§ **Tasks and exercises**
**a)** What sync rate does the Kuub code set?
**b)** Summarize the Kuub code in two sentences.
**c)** In the Kuub code, why are the arrays s# and r# dimensioned?

§ **Selected passage**
= = = = =

I've written this code:
Rem Project: Kuub
sync on
sync rate 60
set display mode 800,600,32
set window on
rem create arrays for perlin generator
dim s#(15,2)
dim r#(63,63,63)
xsize = 16
ysize = 16
seed$ = "1"
heightmult = 2
desc$ = "Kuub 0.01"
if xsize > screen width()
xsize = screen width()
endif
if ysize > screen height()
ysize = screen height()
endif
rem create bitmap 1,xsize,ysize
rem make memblock from bitmap 1,1
make memblock 1,(xsize*ysize) + 3
rem multisampling controller
multi = 1
milti = multi - 1
malt# = multi ^ 2
malt# = 1 / malt#
rem get the base sizes
xsize# = xsize * multi
ysize# = ysize * multi
rem get the scalers
xscaler# = 360
yscaler# = 180
xscaler# = xscaler# / xsize#
yscaler# = yscaler# / ysize#
width# = 2
rem piece details
pxs = xsize - 1
pys = ysize - 1
xof = 0
yof = 0
sync
text 2,1,desc$
center text screen width()/2,screen height()/4,"Please wait while a new world is being generated... (" + STR$(xsize) + "x" + STR$(ysize) + ")"

= = = = =

(Object location annotation data)
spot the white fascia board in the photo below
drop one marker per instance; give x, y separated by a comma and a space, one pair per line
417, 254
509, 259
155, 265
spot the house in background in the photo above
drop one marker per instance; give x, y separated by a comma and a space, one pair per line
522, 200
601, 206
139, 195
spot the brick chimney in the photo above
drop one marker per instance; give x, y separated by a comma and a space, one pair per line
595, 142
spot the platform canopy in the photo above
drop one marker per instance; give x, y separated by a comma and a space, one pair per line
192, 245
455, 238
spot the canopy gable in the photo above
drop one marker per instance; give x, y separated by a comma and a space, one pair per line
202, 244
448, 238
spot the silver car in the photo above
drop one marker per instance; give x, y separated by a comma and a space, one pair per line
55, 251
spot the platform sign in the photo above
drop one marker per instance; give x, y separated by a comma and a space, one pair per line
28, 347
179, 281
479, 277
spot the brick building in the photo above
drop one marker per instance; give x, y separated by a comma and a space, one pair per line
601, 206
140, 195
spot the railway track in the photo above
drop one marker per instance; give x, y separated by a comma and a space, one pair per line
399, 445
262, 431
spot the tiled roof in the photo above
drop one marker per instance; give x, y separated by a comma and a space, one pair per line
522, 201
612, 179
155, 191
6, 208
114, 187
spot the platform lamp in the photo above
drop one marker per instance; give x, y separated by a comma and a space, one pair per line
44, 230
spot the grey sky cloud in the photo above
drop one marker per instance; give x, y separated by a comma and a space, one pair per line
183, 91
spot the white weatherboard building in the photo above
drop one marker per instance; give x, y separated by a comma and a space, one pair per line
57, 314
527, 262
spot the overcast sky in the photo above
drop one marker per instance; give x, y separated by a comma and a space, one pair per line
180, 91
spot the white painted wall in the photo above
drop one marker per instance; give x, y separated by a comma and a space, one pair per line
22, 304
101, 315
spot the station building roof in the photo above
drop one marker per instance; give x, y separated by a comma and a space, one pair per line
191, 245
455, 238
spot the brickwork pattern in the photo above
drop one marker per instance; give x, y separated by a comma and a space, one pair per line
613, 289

= = = = =

§ **Answer set**
**a)** The Kuub code sets a sync rate of 60.

**b)** The Kuub code turns on sync at a rate of 60, sets an 800x600x32 windowed display, creates arrays for a Perlin generator, and sets a 16 by 16 size that is capped at the screen's width and height. It then makes a memblock, works out multisampling and scaler values and piece details, and shows the title "Kuub 0.01" along with a centered message asking the user to wait while a new world is generated.

**c)** A comment in the Kuub code says the arrays are created for the Perlin generator.